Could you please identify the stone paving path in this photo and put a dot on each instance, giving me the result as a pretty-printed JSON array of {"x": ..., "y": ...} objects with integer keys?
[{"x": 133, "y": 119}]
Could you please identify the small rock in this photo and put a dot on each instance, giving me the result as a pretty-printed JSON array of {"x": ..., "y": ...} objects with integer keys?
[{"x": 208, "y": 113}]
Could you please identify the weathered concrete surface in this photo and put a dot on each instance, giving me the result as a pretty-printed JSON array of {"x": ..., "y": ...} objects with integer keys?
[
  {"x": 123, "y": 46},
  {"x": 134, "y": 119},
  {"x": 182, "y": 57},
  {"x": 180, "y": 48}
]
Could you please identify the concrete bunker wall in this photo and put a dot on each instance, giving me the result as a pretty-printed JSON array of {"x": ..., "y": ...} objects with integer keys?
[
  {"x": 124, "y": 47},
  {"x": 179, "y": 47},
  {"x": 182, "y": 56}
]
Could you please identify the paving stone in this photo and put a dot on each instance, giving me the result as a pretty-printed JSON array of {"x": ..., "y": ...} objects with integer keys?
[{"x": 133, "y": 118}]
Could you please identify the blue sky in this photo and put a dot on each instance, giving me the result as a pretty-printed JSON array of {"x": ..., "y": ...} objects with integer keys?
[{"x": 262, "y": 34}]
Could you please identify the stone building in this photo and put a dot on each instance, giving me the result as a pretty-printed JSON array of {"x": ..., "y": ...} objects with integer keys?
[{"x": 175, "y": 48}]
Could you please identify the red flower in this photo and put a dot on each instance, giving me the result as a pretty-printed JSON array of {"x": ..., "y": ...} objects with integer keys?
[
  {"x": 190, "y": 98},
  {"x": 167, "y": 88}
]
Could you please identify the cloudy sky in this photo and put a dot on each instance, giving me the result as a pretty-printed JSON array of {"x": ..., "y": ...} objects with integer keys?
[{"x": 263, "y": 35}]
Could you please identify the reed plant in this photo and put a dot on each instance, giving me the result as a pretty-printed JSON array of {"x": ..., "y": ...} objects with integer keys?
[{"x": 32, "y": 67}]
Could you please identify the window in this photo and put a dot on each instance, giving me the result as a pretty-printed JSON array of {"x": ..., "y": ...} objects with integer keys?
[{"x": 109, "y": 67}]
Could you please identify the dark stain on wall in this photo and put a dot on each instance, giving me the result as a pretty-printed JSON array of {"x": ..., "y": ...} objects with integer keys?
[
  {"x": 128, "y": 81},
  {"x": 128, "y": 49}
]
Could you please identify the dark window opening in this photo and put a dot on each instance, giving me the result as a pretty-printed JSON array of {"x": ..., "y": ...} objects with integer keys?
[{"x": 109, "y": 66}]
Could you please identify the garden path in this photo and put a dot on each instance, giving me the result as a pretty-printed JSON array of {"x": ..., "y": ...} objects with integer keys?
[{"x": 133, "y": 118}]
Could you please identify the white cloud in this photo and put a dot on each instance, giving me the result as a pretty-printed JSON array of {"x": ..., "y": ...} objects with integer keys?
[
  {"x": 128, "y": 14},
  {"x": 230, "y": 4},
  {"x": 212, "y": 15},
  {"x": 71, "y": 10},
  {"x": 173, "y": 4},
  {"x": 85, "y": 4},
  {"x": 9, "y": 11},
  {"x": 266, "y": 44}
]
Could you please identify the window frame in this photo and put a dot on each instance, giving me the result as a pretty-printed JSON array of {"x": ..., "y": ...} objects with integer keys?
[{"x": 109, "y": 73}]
• • •
• _DIRECTIONS FOR THIS TASK_
Give back the whole listing. Match it exactly.

• _EXERCISE SOLUTION_
Could you please identify the stone paving path in this photo and put a dot on each instance, giving me the result as a pretty-printed JSON array of {"x": ..., "y": ...} objects with integer keys?
[{"x": 133, "y": 119}]
Could you please identify the small rock in this photo and put a dot on each instance, giving me the result as a pretty-printed JSON array of {"x": ..., "y": ...} objects with integer keys?
[{"x": 208, "y": 113}]
Could you please identify the weathered concrete surface in this photo and put a dot on each instance, giving me the result as a pretty-printed JSON array of {"x": ..., "y": ...} objects with integer keys?
[
  {"x": 123, "y": 46},
  {"x": 134, "y": 119},
  {"x": 182, "y": 57},
  {"x": 180, "y": 48}
]
Could you please identify the concrete bunker wall in this photo and put a dot on each instance, giving me the result as a pretty-printed JSON array of {"x": ..., "y": ...} objects with integer keys?
[
  {"x": 124, "y": 47},
  {"x": 179, "y": 47},
  {"x": 182, "y": 56}
]
Could you please identify the paving stone in this photo and put a dot on each instance, giving me the result as a pretty-printed JSON array of {"x": ..., "y": ...} objects with integer keys?
[{"x": 133, "y": 118}]
Could you please identify the blue sky in this photo and put a dot on each instance, giving me the result as a pretty-printed JSON array of {"x": ..., "y": ...} objects with integer keys?
[{"x": 262, "y": 34}]
Could you please identify the stone building in this photo and put a dot on each instance, giving me the result as a pretty-printed JSON array of {"x": ..., "y": ...} objects with integer keys?
[{"x": 175, "y": 48}]
Could you please identify the red flower in this photo and put a dot on each instance, giving me the result as a pretty-printed JSON array of {"x": ..., "y": ...} objects with integer keys?
[
  {"x": 190, "y": 98},
  {"x": 167, "y": 88}
]
Could you please identify the cloudy sky in this photo and put a dot on each instance, giving me the result as a pretty-printed JSON array of {"x": ..., "y": ...} objects with integer keys?
[{"x": 263, "y": 35}]
Could you please identify the reed plant in this photo and put a dot on each instance, giving me the result as a pretty-printed JSON array of {"x": ..., "y": ...} objects with integer keys?
[{"x": 32, "y": 67}]
Could you please identify the window in this photo and put a dot on each instance, giving me the result as a pretty-printed JSON array of {"x": ..., "y": ...} objects with integer keys?
[{"x": 109, "y": 67}]
Could you please identify the dark stain on wall in this photo and put a dot on each instance, giving me the result as a pretty-printed JSON array of {"x": ..., "y": ...} objects with integer keys?
[
  {"x": 128, "y": 81},
  {"x": 128, "y": 49}
]
Could you please identify the dark window opening in this photo and put a dot on each instance, giving me the result as a pretty-printed JSON array of {"x": ..., "y": ...} objects with integer keys?
[{"x": 109, "y": 66}]
Could you please identify the garden path in this photo and put a dot on each instance, giving me the result as a pretty-printed JSON array of {"x": ..., "y": ...} objects with integer keys?
[{"x": 133, "y": 118}]
Could you please identify the white cloud in this photo and put a dot on each instance, giving me the result as a pretty-printed JSON array of {"x": ..., "y": ...} objects with integer keys?
[
  {"x": 128, "y": 14},
  {"x": 230, "y": 4},
  {"x": 212, "y": 15},
  {"x": 71, "y": 10},
  {"x": 173, "y": 4},
  {"x": 85, "y": 4},
  {"x": 9, "y": 11},
  {"x": 266, "y": 44}
]
Could you please identify the window frame in this photo and put a dot on each instance, giving me the result as a pretty-printed JSON array of {"x": ..., "y": ...} objects with integer keys?
[{"x": 109, "y": 73}]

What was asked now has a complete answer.